◆ TEXT SECTION:
Beggs, who identifies as male, wasn’t permitted to wrestle boys this year. The University Interscholastic League, which oversees athletics in Texas public schools, says students’ genders must be based off their birth certificates. So Beggs was forced to wrestle girls. He went 56-0 this season and knocked off Chelsea Sanchez for the 110-pound weight class title last weekend. When the Euless Trinity junior’s hand was raised in victory, he was greeted with an impassioned mix of boos and cheers.

“I just heard the boos, but I heard more cheering,” Beggs told ESPN Wednesday. “Honestly, I was like, ‘You know what? Boo all you want, because you’re just hating. You hating ain’t going to get me and you nowhere, and I’m just going to keep on doing what I’ve got to do.’

Many of Beggs’ detractors, including WEEI’s Gerry Callahan, say he shouldn’t have been allowed to compete at all.

“Sometimes you’re not allowed to do what you want to do,” Callahan told me on the radio this week. “It’s totally unfair to ask a boy to make a move –– a lot moves go right to the crotch. You want a boy doing that to a girl?”

It wasn’t Beggs’ choice to wrestle in the girls’ division. His attorney says he wanted to face boys, but was rebuffed. At that moment, he was faced with a choice: stop wrestling because of who he is, or keep pressing forward. Beggs chose the latter, and says he was faced with taunts throughout the entirety of the season. He was called “”f—-t” and “it,” with some opponents declining to step onto the mat with him. One of his friends’ fathers even sued him, saying he will bring “imminent threat of bodily harm” to the girls he’s competing against.

That’s a lot of trouble to go through just to wrestle. People who suggest Beggs, or other student-athletes in his position, change their gender identities to gain a competitive advantage are out of their minds. Beggs just wants to embrace who he is.

“You just have to stay strong,” he said. “There’s going to be sucky days. There is going to be sucky days, believe me. … There’s always going to be another day. There’s always going to be another week. You’ve just got to keep on rolling.”

It’s understandable why some parents are apprehensive about their daughters facing Beggs, who’s been taking testosterone injections in order to expedite his transition from female-to-male. But the fault here lies with the UIL, which prohibits Beggs from competing against other males. Irate parents should take their complaints to the state. It’s not Beggs’ responsibility to worry about the comfort of his opponents. He must do what’s best for him.

◆ WORK ORDER 1: In the article about Beggs, what was his win-loss record this season?
◆ WORK ORDER 2: Reproduce the part of the article about Beggs starting at "Many of Beggs’" and ending at "he’s competing against.".
◆ WORK ORDER 3: Take the article about Beggs further, picking up after its final sentence.

◆ GIVEN INFORMATION:
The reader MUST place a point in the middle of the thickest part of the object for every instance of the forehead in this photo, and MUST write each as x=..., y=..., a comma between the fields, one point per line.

◆ ANSWER BOX 1: 56-0

◆ ANSWER BOX 2:
Many of Beggs’ detractors, including WEEI’s Gerry Callahan, say he shouldn’t have been allowed to compete at all.

“Sometimes you’re not allowed to do what you want to do,” Callahan told me on the radio this week. “It’s totally unfair to ask a boy to make a move –– a lot moves go right to the crotch. You want a boy doing that to a girl?”

It wasn’t Beggs’ choice to wrestle in the girls’ division. His attorney says he wanted to face boys, but was rebuffed. At that moment, he was faced with a choice: stop wrestling because of who he is, or keep pressing forward. Beggs chose the latter, and says he was faced with taunts throughout the entirety of the season. He was called “”f—-t” and “it,” with some opponents declining to step onto the mat with him. One of his friends’ fathers even sued him, saying he will bring “imminent threat of bodily harm” to the girls he’s competing against.

◆ ANSWER BOX 3:
Transgender kids are some of the most vulnerable people in the U.S. More than 80 percent of transgender students say they feel threatened at school, and 41 percent of transgender people say they’ve tried to commit suicide at least once in their lives. The suicide attempt rate of the overall U.S. population is 4.6 percent.

In his interview with ESPN, Beggs said he thought about taking his own life when he was in seventh grade. By refusing to cower to social pressure, he may now be a role model to other transgender kids who are entertaining those same dark thoughts. Thanks to the Trump administration’s decision to overturn federal protections for transgender students, a simple act like going to the bathroom could now be a traumatizing experience for some. Imagine living in a world where you’re perceived as such an outcast, that performing even a basic bodily function could invite scorn and ridicule. It’s important for the marginalized to see others who stand up against adversity, and raise their hands high –– just like Beggs.

Today, only 16 states and the District of Columbia permit transgender student-athletes to compete based on their gender identity sans medical intervention. Seven states require an amended birth certificate or proof of medical action, such as surgery or hormones. In Texas, birth certificates can only be changed with a court order. It’s an expensive and arduous process, meant to make it difficult for transgender people to be who they are.

After going through this season, perhaps Beggs will serve as a trailblazer when it comes to transgender rights in the athletic community. It’s his most consequential fight yet.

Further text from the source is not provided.